→ BRIEF: Your task is to repeat the records exactly from the line containing "the saudi flag." onward, through the final line.

-*-*-

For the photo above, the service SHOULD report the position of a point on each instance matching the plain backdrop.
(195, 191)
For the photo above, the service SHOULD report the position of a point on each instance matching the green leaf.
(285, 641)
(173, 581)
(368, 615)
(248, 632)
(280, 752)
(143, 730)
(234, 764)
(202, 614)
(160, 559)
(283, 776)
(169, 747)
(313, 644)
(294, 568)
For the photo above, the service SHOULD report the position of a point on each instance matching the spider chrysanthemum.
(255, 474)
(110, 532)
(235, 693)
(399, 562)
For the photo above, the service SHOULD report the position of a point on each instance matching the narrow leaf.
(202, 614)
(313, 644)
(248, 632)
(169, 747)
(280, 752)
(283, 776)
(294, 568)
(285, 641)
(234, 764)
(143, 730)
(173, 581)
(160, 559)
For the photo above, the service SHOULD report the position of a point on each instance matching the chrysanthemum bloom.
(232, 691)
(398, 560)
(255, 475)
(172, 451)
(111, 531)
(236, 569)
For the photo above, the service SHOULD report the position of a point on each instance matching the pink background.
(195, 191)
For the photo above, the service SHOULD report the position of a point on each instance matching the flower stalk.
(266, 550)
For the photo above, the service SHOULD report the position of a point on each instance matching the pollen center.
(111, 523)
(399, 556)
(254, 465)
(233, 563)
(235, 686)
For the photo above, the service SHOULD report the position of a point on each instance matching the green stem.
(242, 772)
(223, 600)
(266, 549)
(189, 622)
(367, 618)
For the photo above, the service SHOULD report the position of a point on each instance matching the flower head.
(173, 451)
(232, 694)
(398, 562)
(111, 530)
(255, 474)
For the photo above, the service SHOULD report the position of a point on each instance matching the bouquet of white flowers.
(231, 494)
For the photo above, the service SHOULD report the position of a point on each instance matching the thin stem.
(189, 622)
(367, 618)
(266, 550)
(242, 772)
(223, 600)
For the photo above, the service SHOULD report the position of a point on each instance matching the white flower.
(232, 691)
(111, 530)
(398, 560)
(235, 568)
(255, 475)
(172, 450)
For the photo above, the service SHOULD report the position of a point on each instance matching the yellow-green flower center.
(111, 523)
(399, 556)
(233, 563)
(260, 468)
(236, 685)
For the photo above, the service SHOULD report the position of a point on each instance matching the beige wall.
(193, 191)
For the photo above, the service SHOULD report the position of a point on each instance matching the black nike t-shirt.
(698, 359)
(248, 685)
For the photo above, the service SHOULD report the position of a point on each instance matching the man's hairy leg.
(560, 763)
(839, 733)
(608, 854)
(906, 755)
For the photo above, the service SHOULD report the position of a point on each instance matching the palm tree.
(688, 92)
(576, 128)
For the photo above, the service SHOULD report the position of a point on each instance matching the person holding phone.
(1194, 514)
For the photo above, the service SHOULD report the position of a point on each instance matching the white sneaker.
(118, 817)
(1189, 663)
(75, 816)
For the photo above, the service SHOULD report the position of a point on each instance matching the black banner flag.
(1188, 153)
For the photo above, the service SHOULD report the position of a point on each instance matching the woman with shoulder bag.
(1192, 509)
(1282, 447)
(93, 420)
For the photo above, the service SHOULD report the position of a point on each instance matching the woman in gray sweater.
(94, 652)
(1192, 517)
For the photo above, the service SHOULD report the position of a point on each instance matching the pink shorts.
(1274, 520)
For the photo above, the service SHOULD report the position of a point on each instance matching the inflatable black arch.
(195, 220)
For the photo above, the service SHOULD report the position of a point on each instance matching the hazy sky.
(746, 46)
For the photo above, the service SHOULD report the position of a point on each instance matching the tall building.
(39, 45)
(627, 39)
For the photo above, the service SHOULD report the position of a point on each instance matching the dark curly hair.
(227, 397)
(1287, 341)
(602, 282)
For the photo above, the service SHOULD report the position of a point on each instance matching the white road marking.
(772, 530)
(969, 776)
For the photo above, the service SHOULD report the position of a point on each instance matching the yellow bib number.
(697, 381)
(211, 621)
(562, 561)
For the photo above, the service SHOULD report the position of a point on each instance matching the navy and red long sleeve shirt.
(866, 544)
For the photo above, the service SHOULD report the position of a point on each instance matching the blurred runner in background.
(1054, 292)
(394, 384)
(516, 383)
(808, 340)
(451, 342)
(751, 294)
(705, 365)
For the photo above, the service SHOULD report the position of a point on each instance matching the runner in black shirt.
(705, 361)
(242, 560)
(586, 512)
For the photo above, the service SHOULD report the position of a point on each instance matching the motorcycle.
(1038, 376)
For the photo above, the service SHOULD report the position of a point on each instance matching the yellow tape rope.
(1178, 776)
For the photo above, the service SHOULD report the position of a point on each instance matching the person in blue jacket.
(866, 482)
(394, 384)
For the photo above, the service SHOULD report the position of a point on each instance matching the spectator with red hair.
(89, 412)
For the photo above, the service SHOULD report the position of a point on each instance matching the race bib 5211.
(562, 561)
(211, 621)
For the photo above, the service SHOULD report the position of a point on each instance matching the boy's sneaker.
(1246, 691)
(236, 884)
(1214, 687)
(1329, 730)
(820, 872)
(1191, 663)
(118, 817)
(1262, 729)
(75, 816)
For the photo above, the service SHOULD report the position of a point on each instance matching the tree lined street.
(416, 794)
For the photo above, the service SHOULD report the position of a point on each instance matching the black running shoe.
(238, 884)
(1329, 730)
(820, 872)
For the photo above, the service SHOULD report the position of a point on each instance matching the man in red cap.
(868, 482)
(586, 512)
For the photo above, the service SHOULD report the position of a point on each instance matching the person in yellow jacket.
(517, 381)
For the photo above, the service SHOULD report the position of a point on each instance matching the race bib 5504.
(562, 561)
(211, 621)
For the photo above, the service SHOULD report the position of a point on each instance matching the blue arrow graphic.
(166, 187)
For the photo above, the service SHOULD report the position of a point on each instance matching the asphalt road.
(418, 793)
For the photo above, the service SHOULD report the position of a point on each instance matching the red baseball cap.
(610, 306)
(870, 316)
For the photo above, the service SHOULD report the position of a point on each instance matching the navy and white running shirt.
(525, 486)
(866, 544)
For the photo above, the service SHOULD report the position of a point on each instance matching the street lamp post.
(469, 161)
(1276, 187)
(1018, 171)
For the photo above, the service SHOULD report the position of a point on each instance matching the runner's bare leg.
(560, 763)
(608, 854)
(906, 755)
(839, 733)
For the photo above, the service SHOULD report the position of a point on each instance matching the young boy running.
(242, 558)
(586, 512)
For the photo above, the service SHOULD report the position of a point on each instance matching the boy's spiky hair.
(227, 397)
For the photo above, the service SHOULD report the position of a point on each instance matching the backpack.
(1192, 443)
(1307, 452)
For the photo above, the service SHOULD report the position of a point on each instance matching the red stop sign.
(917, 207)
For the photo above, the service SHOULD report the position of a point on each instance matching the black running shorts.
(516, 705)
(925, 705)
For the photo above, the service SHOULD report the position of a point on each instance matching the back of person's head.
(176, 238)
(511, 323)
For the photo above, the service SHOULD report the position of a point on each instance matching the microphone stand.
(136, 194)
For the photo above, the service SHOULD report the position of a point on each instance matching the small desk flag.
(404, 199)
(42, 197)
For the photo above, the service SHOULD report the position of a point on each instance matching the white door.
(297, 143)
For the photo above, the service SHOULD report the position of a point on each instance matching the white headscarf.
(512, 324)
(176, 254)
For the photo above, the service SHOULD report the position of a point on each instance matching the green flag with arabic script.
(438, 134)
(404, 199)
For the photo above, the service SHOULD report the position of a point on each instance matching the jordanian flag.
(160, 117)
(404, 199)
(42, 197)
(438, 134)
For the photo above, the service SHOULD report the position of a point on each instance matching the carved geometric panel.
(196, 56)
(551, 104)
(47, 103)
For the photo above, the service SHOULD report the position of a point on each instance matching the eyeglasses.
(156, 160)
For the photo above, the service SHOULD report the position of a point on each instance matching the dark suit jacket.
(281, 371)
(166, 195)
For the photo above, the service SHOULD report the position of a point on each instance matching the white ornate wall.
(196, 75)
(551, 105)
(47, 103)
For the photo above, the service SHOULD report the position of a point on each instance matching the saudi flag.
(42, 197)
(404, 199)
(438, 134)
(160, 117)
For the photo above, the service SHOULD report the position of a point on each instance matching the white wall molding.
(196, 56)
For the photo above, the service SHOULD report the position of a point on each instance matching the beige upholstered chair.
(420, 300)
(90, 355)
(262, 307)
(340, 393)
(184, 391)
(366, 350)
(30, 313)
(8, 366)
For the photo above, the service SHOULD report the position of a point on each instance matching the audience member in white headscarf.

-*-*-

→ FINISHED ANSWER:
For the photo above, the service SHOULD report the position of a point on each instance matching the saudi flag.
(42, 197)
(404, 199)
(438, 134)
(160, 117)
For the photo above, the service SHOULD report the position of a point on each instance matching the white wall molding.
(196, 56)
For the photo above, the service SHOULD report the position of a point on each instance matching the beige upholstered chair.
(420, 300)
(90, 355)
(262, 307)
(340, 393)
(184, 391)
(366, 350)
(30, 313)
(8, 366)
For the photo above, the service SHOULD report the position of a point on each instance matching the audience member in white headscarf.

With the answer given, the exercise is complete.